▸ **REQUIREMENT**:
Copy each line below without leaving any out.

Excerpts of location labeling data
* * * *

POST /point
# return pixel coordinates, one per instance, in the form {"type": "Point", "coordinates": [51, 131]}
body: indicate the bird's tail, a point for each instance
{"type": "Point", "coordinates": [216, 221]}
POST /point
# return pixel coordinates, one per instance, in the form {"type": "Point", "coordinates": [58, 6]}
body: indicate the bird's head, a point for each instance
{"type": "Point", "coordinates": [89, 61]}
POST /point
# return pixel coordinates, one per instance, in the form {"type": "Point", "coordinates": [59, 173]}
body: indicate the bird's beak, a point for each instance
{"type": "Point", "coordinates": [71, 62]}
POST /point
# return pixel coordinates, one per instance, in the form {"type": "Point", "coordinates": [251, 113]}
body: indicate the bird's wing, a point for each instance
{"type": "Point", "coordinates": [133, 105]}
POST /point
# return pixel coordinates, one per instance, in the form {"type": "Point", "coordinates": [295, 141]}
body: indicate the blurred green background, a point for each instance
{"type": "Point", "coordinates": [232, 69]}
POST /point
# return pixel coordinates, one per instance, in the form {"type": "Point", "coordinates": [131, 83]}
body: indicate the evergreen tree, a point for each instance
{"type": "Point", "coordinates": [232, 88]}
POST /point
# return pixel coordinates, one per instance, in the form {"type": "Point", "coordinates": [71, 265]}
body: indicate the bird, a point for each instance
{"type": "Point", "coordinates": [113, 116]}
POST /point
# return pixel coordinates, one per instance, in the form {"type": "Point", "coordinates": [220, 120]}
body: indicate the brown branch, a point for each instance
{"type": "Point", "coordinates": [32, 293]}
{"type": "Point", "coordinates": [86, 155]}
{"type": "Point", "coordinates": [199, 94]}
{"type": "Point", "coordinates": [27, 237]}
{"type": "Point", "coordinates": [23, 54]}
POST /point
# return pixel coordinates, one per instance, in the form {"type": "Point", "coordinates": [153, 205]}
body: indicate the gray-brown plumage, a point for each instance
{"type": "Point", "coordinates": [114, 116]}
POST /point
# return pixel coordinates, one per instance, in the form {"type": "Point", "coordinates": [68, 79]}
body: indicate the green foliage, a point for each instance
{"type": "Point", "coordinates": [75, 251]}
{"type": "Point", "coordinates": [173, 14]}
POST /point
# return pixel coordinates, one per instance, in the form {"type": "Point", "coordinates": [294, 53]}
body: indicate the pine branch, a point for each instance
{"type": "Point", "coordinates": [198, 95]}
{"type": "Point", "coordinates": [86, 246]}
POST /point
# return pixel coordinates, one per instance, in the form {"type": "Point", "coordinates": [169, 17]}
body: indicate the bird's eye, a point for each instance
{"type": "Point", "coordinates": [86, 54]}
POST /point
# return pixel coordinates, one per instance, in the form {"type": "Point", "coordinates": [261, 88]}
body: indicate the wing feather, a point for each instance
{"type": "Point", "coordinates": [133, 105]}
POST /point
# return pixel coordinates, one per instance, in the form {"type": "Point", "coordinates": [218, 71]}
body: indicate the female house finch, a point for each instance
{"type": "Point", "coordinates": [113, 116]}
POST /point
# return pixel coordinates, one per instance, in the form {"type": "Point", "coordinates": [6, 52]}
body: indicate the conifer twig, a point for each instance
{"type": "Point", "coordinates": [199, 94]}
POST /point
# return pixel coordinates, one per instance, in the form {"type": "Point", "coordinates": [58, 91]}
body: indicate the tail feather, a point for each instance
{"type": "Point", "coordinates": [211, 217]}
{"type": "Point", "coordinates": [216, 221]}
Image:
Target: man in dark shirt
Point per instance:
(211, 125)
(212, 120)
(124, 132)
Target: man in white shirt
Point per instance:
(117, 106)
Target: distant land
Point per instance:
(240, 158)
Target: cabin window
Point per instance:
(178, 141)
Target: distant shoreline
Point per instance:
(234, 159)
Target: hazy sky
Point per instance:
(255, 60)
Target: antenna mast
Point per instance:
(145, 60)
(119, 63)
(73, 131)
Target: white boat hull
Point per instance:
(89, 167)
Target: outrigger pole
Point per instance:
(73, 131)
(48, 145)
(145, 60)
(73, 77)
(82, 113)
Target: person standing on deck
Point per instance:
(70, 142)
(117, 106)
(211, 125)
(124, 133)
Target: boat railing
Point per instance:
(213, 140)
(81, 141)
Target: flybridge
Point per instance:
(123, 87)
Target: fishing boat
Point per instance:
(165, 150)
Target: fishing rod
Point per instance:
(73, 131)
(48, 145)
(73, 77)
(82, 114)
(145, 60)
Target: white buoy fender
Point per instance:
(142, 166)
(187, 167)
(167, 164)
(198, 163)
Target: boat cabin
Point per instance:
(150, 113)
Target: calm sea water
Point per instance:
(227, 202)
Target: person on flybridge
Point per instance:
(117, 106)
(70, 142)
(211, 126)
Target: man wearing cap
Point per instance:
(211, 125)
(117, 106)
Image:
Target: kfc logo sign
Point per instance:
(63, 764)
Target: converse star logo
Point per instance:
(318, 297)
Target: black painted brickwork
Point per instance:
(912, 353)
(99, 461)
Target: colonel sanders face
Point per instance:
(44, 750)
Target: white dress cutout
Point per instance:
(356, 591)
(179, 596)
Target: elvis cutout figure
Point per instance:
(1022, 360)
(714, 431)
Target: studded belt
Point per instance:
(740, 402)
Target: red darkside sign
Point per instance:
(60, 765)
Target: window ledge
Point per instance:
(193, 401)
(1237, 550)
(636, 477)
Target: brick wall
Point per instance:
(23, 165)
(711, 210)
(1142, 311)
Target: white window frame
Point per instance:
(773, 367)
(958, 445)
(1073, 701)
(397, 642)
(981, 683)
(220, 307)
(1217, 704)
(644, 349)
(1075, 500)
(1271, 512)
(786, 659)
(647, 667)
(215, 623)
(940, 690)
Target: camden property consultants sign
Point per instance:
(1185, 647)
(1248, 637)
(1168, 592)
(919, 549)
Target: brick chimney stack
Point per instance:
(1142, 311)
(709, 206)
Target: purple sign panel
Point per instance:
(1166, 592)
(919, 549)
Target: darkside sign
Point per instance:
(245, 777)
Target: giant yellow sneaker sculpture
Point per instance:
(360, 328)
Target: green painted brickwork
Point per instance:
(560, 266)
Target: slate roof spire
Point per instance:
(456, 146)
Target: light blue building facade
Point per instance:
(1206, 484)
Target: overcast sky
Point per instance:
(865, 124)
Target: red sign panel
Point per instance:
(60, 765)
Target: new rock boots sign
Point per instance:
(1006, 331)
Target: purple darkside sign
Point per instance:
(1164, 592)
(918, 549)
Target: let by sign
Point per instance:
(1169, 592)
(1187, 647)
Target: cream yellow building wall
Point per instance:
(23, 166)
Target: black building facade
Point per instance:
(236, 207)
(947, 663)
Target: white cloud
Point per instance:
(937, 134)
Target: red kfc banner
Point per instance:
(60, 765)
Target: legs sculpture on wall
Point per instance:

* * * *

▸ **TASK RESULT**:
POST /point
# return pixel coordinates, one per instance, in the form {"type": "Point", "coordinates": [51, 131]}
body: indicate the bird's tail, a point for each instance
{"type": "Point", "coordinates": [216, 221]}
POST /point
# return pixel coordinates, one per instance, in the form {"type": "Point", "coordinates": [58, 6]}
body: indicate the bird's head, a point for each instance
{"type": "Point", "coordinates": [89, 61]}
POST /point
# return pixel coordinates, one per instance, in the form {"type": "Point", "coordinates": [59, 173]}
body: indicate the bird's beak, a point for each instance
{"type": "Point", "coordinates": [71, 62]}
POST /point
# return pixel coordinates, one per instance, in the form {"type": "Point", "coordinates": [251, 113]}
body: indicate the bird's wing, a point for each instance
{"type": "Point", "coordinates": [133, 105]}
POST /point
# return pixel coordinates, one per instance, in the form {"type": "Point", "coordinates": [295, 141]}
body: indicate the blurred green background, a point for each instance
{"type": "Point", "coordinates": [232, 69]}
POST /point
# return pixel coordinates, one per instance, in the form {"type": "Point", "coordinates": [131, 83]}
body: indicate the evergreen tree, a point for each instance
{"type": "Point", "coordinates": [232, 88]}
POST /point
# return pixel coordinates, one per instance, in the form {"type": "Point", "coordinates": [71, 265]}
body: indicate the bird, a point for each instance
{"type": "Point", "coordinates": [113, 116]}
POST /point
# return pixel coordinates, one per instance, in the form {"type": "Point", "coordinates": [220, 120]}
body: indicate the brown branch, a point for each instance
{"type": "Point", "coordinates": [32, 293]}
{"type": "Point", "coordinates": [86, 155]}
{"type": "Point", "coordinates": [199, 94]}
{"type": "Point", "coordinates": [27, 237]}
{"type": "Point", "coordinates": [23, 54]}
POST /point
# return pixel coordinates, one per instance, in the form {"type": "Point", "coordinates": [153, 205]}
body: indicate the gray-brown plumage, a point for each instance
{"type": "Point", "coordinates": [114, 116]}
POST /point
# return pixel coordinates, one per instance, in the form {"type": "Point", "coordinates": [68, 79]}
body: indicate the green foliage, a point for each instance
{"type": "Point", "coordinates": [75, 251]}
{"type": "Point", "coordinates": [173, 14]}
POST /point
# return pixel coordinates, one per instance, in the form {"type": "Point", "coordinates": [294, 53]}
body: indicate the pine branch, a point for each instance
{"type": "Point", "coordinates": [198, 95]}
{"type": "Point", "coordinates": [86, 246]}
POST /point
# return pixel coordinates, one per instance, in the form {"type": "Point", "coordinates": [169, 17]}
body: indicate the bird's eye, a point for each instance
{"type": "Point", "coordinates": [86, 54]}
POST /point
# return pixel coordinates, one per instance, in the form {"type": "Point", "coordinates": [261, 88]}
body: indicate the wing feather, a point for each instance
{"type": "Point", "coordinates": [133, 105]}
POST /point
# return pixel coordinates, one per instance, in the form {"type": "Point", "coordinates": [218, 71]}
body: indicate the female house finch, a point for each instance
{"type": "Point", "coordinates": [113, 116]}
POST /point
# return pixel coordinates, one per instance, in the form {"type": "Point", "coordinates": [6, 52]}
body: indicate the conifer twig, a point for each instance
{"type": "Point", "coordinates": [199, 94]}
POST /point
# return pixel coordinates, one per instance, in the form {"type": "Point", "coordinates": [58, 91]}
body: indicate the tail feather, a point for each instance
{"type": "Point", "coordinates": [211, 217]}
{"type": "Point", "coordinates": [216, 221]}
Image:
Target: man in dark shirt
Point per instance:
(211, 125)
(212, 120)
(124, 132)
Target: man in white shirt
Point per instance:
(117, 106)
Target: distant land
Point per instance:
(240, 158)
Target: cabin window
Point per instance:
(178, 141)
Target: distant shoreline
Point per instance:
(234, 159)
Target: hazy sky
Point per instance:
(255, 60)
Target: antenna mast
Point per instance:
(145, 60)
(119, 63)
(73, 131)
Target: white boat hull
Point per instance:
(89, 167)
Target: outrigger pole
Point per instance:
(73, 131)
(48, 145)
(145, 60)
(73, 77)
(82, 113)
Target: person standing on deck
Point per instance:
(70, 142)
(117, 106)
(211, 125)
(124, 133)
Target: boat railing
Point per instance:
(213, 140)
(81, 141)
Target: flybridge
Point per instance:
(123, 87)
Target: fishing boat
Point per instance:
(165, 150)
Target: fishing rod
Point per instance:
(73, 131)
(48, 145)
(73, 77)
(82, 114)
(145, 60)
Target: white buoy fender
Point per instance:
(142, 166)
(187, 167)
(167, 164)
(198, 163)
Target: boat cabin
Point per instance:
(150, 113)
Target: calm sea water
Point per instance:
(227, 202)
Target: person on flybridge
Point per instance:
(117, 106)
(70, 142)
(211, 126)
Target: man wearing cap
Point per instance:
(211, 125)
(117, 106)
Image:
Target: kfc logo sign
Point per instance:
(63, 764)
Target: converse star logo
Point per instance:
(318, 297)
Target: black painted brickwork
Point per instance:
(912, 353)
(99, 461)
Target: colonel sanders face
Point per instance:
(44, 750)
Target: white dress cutout
Point per instance:
(356, 591)
(179, 596)
Target: elvis cutout figure
Point per instance:
(1022, 360)
(714, 431)
Target: studded belt
Point per instance:
(740, 402)
Target: red darkside sign
Point per instance:
(60, 765)
Target: window ledge
Point per instance:
(193, 401)
(1237, 550)
(636, 477)
Target: brick wall
Point per instance:
(23, 165)
(711, 210)
(1142, 311)
Target: white window frame
Point per instance:
(773, 367)
(958, 445)
(1073, 701)
(397, 642)
(981, 683)
(220, 307)
(1217, 704)
(644, 349)
(1075, 500)
(1271, 512)
(786, 659)
(647, 667)
(215, 623)
(940, 690)
Target: camden property consultants sign
Point per instance:
(1185, 647)
(1248, 637)
(1168, 592)
(919, 549)
Target: brick chimney stack
Point per instance:
(1142, 311)
(709, 206)
Target: purple sign panel
Point per instance:
(1166, 592)
(919, 549)
Target: darkside sign
Point per instance:
(245, 777)
Target: giant yellow sneaker sculpture
Point per instance:
(360, 328)
Target: green painted brickwork
Point per instance:
(560, 266)
Target: slate roof spire
Point per instance:
(456, 146)
Target: light blue building facade
Point per instance:
(1206, 484)
Target: overcast sky
Point per instance:
(865, 124)
Target: red sign panel
Point per instance:
(60, 765)
Target: new rock boots sign
Point per instance:
(1006, 331)
Target: purple darkside sign
Point per instance:
(1164, 592)
(918, 549)
Target: let by sign
Point per instance:
(1169, 592)
(1187, 647)
Target: cream yellow building wall
Point per instance:
(23, 166)
Target: black building facade
Point per instance:
(236, 207)
(947, 663)
Target: white cloud
Point per instance:
(937, 134)
Target: red kfc banner
Point per instance:
(60, 765)
Target: legs sculpture on wall
Point per instance:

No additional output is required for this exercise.